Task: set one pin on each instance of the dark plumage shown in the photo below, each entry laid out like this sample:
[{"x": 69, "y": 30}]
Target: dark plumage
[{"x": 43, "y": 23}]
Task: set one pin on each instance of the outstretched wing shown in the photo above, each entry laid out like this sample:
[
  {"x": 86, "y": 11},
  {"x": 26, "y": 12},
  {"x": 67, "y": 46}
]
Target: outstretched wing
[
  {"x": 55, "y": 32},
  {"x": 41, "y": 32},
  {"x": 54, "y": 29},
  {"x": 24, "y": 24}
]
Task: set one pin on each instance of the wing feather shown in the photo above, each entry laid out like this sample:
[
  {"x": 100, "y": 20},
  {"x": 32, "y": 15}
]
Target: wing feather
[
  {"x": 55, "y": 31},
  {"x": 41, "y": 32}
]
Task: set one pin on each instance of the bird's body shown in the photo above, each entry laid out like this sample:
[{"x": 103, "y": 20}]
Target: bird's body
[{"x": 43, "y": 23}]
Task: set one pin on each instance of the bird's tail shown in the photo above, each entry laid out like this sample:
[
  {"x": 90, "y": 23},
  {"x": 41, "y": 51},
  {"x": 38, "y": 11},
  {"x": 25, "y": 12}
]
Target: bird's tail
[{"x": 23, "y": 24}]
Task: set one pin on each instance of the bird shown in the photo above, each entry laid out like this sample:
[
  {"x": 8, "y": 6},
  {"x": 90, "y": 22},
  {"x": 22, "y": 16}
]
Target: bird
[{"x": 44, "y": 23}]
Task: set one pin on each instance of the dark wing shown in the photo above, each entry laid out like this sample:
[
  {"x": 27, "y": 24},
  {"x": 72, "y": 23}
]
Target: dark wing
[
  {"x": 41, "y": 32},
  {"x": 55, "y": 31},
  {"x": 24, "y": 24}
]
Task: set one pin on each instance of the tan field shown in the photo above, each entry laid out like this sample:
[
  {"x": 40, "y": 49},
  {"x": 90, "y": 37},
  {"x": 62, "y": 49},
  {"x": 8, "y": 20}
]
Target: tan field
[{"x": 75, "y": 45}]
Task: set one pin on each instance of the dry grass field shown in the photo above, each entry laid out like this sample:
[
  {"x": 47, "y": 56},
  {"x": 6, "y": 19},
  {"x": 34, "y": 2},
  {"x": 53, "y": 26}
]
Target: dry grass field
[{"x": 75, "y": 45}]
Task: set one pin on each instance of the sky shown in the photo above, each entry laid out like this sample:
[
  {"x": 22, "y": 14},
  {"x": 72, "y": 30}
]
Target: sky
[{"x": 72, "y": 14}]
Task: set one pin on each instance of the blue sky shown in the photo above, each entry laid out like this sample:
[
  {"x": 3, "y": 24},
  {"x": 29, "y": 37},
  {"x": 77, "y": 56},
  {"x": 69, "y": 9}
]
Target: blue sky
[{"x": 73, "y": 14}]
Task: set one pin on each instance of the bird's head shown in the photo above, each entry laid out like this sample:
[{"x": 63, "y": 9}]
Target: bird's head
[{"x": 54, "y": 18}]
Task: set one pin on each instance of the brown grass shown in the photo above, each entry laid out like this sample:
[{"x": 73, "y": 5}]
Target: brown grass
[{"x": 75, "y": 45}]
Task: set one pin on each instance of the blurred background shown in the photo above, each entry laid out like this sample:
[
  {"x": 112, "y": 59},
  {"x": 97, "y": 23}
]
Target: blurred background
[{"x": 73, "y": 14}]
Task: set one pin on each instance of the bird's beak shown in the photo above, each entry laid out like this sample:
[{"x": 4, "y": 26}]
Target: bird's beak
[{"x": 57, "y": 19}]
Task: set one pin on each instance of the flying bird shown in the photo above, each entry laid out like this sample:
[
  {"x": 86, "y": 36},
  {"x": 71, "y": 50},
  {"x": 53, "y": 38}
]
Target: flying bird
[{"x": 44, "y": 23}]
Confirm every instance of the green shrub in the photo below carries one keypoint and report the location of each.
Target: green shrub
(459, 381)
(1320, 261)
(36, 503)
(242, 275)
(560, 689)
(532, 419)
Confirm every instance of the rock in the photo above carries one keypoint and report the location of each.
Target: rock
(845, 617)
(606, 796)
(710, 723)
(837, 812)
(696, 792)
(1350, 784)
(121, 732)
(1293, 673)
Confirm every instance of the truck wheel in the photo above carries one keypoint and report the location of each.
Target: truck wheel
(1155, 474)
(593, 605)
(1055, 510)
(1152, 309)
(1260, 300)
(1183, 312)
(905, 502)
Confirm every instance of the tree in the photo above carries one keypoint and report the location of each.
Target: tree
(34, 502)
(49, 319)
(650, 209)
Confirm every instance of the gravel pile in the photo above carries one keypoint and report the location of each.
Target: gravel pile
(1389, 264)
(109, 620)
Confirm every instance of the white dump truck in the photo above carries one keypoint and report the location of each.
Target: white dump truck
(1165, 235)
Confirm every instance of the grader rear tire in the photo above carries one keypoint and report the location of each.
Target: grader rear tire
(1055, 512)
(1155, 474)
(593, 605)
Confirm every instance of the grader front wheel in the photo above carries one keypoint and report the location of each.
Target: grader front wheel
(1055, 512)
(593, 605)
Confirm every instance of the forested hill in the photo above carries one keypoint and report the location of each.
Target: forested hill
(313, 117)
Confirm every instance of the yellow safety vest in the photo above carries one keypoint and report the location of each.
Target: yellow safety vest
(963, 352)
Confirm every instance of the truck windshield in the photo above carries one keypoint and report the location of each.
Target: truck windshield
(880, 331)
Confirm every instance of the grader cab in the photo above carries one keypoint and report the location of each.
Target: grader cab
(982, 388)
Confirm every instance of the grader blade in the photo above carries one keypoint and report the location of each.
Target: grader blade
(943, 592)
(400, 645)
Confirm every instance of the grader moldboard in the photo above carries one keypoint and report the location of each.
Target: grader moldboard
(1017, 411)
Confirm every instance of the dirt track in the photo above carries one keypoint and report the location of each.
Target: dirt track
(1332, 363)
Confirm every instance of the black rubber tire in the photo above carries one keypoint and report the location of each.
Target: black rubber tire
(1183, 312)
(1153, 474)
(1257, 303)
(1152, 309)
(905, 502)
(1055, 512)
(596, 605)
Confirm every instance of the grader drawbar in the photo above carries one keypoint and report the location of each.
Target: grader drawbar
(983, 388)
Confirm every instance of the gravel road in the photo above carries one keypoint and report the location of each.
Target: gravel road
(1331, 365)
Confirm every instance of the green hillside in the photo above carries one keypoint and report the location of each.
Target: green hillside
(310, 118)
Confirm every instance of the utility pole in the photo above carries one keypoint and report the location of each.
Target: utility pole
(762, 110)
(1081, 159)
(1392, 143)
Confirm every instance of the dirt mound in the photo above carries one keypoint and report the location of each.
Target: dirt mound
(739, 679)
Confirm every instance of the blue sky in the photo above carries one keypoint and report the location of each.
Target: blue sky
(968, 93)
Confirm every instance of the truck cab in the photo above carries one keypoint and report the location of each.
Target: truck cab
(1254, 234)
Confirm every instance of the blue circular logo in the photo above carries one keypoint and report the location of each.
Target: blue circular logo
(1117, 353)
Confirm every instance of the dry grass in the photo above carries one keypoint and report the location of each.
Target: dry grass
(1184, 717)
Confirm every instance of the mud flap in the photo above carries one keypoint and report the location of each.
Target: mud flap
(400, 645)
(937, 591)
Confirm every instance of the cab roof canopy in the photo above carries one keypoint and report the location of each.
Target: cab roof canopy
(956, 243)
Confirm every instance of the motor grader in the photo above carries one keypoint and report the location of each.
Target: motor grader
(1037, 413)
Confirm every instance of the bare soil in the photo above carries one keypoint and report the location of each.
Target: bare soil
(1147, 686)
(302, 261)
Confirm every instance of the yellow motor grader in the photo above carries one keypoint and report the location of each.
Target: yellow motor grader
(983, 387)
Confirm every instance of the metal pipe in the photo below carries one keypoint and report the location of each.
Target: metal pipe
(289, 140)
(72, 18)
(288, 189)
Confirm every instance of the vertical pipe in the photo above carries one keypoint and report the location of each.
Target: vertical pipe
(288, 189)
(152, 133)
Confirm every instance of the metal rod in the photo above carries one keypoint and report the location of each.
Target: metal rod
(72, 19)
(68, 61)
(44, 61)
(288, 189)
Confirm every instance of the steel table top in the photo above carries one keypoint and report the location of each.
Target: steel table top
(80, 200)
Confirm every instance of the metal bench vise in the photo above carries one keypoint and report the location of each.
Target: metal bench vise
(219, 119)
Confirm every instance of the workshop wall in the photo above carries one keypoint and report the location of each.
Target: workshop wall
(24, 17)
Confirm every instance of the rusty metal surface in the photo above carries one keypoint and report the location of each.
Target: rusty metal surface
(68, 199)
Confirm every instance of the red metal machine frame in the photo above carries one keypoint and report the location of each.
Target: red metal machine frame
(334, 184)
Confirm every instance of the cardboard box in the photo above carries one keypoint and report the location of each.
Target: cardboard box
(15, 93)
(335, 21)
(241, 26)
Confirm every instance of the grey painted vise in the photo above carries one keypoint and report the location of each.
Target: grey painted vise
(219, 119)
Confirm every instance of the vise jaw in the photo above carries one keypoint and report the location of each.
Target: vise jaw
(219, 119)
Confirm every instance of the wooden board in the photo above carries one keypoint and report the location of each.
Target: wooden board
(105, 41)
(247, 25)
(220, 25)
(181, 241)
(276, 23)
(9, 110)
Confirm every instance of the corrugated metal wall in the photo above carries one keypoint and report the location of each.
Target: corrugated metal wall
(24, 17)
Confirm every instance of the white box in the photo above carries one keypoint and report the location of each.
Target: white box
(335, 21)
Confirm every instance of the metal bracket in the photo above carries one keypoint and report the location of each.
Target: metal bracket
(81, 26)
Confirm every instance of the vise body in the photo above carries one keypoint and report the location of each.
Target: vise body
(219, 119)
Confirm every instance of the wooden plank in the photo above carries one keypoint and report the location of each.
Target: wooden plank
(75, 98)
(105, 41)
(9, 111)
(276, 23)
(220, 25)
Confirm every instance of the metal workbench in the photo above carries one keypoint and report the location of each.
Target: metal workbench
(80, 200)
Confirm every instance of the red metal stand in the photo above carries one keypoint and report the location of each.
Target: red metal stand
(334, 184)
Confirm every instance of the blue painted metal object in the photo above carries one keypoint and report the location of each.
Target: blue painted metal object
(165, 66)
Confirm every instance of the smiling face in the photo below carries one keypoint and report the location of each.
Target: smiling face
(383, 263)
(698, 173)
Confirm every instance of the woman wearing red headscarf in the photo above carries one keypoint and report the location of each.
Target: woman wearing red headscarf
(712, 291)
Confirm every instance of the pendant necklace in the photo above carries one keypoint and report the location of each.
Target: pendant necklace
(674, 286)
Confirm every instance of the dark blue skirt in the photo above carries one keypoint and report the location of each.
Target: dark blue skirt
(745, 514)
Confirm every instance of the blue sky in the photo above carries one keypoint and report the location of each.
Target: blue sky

----------

* _Try it_: Every line that contains the string "below" should be copied from the entries.

* _Task solution_:
Task: set one pin on each instance of the dark plumage shown in the photo below, each entry laid out like this sample:
Confirm every instance of the green shrub in the photo below carries one keypoint and report the location of each.
Confirm every instance of the metal pipe in the photo below carries one keypoint and report the location of each.
Confirm every instance of the smiling face in the photo below carries one keypoint and report the location of each.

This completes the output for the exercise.